- [Data extract]:
####

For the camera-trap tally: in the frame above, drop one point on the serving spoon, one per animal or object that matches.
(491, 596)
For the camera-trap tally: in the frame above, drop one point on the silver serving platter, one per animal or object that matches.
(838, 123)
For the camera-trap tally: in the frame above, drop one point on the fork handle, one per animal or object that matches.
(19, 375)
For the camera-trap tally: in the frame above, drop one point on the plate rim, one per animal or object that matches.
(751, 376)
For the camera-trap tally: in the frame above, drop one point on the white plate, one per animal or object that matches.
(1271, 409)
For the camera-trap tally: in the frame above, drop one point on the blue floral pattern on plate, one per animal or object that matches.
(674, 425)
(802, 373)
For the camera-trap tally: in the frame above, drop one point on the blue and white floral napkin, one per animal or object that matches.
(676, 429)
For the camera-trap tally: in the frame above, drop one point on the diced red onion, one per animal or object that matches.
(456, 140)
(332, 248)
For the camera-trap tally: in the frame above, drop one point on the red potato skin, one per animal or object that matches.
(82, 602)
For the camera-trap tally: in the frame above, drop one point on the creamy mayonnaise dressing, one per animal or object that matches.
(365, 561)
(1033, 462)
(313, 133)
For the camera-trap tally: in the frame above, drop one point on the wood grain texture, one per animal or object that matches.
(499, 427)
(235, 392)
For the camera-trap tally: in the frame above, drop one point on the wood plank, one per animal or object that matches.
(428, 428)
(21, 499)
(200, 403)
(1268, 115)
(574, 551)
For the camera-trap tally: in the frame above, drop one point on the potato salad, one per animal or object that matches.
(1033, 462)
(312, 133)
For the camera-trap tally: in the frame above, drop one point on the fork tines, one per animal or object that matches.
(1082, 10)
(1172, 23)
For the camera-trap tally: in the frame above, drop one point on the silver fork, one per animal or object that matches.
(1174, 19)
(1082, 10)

####

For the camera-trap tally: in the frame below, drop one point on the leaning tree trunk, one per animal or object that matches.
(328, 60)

####

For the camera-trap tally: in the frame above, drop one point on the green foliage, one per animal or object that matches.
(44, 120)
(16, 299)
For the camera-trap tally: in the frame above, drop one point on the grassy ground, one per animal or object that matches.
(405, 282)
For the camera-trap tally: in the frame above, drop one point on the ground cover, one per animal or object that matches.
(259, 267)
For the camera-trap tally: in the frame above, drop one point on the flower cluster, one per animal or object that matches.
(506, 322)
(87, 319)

####

- [Request]:
Copy the entries word for word, starting with the line that contains "spoon, one per animal or object that matches." and stopping after the line that contains "(1271, 409)".

- [Completed task]:
For the camera-trap tally: in the frame above, drop one point on the serving spoon, one per animal or object that matches.
(491, 596)
For the camera-trap tally: in the frame above, drop one point on the silver serving platter, one per animal or object that matches.
(838, 123)
For the camera-trap tally: in the frame above, drop one point on the fork handle, one per animal or object that matches.
(19, 375)
For the camera-trap tally: in the frame above, drop one point on the plate rim, one per animal or object that matches.
(751, 376)
For the camera-trap tally: in the frame above, drop one point on the white plate, one per animal or object that matches.
(1271, 409)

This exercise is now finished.